#### WHAT IS REQUIRED
Could you copy out everything in the records below from the line containing "Robotics grasp planner here. Where is the square" down to the line containing "top-left (614, 287), bottom-right (681, 429)", requests included and nothing else, adding 92 to every pixel coordinate in the answers while leaving the requests and their sample coordinates as they are?

#### EXERCISE INPUT
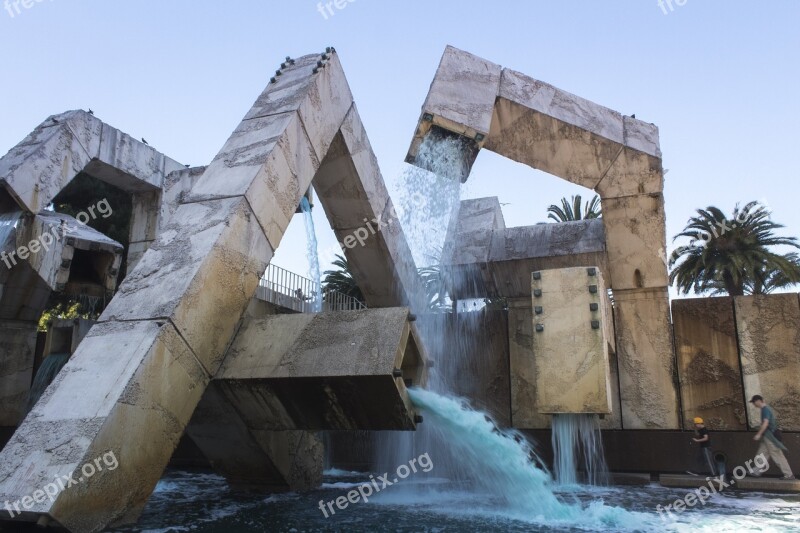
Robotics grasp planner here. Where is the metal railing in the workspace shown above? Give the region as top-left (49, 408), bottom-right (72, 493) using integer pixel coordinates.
top-left (256, 265), bottom-right (367, 313)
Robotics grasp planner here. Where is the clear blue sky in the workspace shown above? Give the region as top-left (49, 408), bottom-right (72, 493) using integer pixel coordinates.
top-left (0, 0), bottom-right (800, 294)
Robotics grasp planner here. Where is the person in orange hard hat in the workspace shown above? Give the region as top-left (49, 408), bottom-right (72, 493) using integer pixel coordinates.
top-left (687, 416), bottom-right (717, 476)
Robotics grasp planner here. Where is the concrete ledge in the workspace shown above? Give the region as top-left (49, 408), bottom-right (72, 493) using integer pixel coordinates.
top-left (659, 474), bottom-right (800, 493)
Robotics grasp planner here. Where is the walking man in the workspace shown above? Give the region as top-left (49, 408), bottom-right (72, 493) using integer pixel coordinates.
top-left (689, 416), bottom-right (717, 476)
top-left (750, 394), bottom-right (795, 479)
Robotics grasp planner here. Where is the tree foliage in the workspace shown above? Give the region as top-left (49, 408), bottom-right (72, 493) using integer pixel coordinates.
top-left (669, 202), bottom-right (800, 296)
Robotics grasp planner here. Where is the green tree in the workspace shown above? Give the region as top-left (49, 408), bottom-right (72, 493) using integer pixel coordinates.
top-left (547, 194), bottom-right (603, 222)
top-left (322, 254), bottom-right (364, 302)
top-left (669, 202), bottom-right (800, 296)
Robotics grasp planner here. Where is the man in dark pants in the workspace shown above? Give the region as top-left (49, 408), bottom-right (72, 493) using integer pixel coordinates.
top-left (750, 394), bottom-right (795, 479)
top-left (688, 416), bottom-right (717, 476)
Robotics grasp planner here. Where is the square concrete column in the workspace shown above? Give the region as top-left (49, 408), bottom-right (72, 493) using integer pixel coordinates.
top-left (614, 287), bottom-right (681, 429)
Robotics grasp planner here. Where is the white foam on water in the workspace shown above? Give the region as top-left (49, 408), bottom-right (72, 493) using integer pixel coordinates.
top-left (409, 389), bottom-right (648, 530)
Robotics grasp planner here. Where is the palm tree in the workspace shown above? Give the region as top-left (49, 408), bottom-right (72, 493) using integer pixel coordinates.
top-left (547, 194), bottom-right (603, 222)
top-left (322, 254), bottom-right (364, 302)
top-left (669, 202), bottom-right (800, 296)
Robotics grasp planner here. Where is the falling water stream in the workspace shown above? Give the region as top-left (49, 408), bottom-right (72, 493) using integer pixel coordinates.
top-left (0, 211), bottom-right (22, 253)
top-left (552, 414), bottom-right (609, 485)
top-left (300, 196), bottom-right (322, 313)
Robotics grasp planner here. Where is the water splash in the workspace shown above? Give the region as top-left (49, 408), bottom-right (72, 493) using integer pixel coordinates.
top-left (0, 211), bottom-right (22, 252)
top-left (552, 414), bottom-right (609, 485)
top-left (26, 353), bottom-right (70, 412)
top-left (409, 389), bottom-right (644, 529)
top-left (300, 196), bottom-right (322, 313)
top-left (398, 136), bottom-right (467, 266)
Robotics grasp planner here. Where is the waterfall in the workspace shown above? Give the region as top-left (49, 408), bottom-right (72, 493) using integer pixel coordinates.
top-left (0, 211), bottom-right (22, 252)
top-left (26, 353), bottom-right (70, 412)
top-left (300, 196), bottom-right (322, 313)
top-left (409, 389), bottom-right (644, 531)
top-left (552, 414), bottom-right (609, 485)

#### ANSWER TO THE PROBLEM
Robotics grasp planner here. Where is the square concrete column in the workspace shown above? Give the region as top-left (49, 408), bottom-right (72, 493) using integer pixel coordinates.
top-left (706, 379), bottom-right (773, 521)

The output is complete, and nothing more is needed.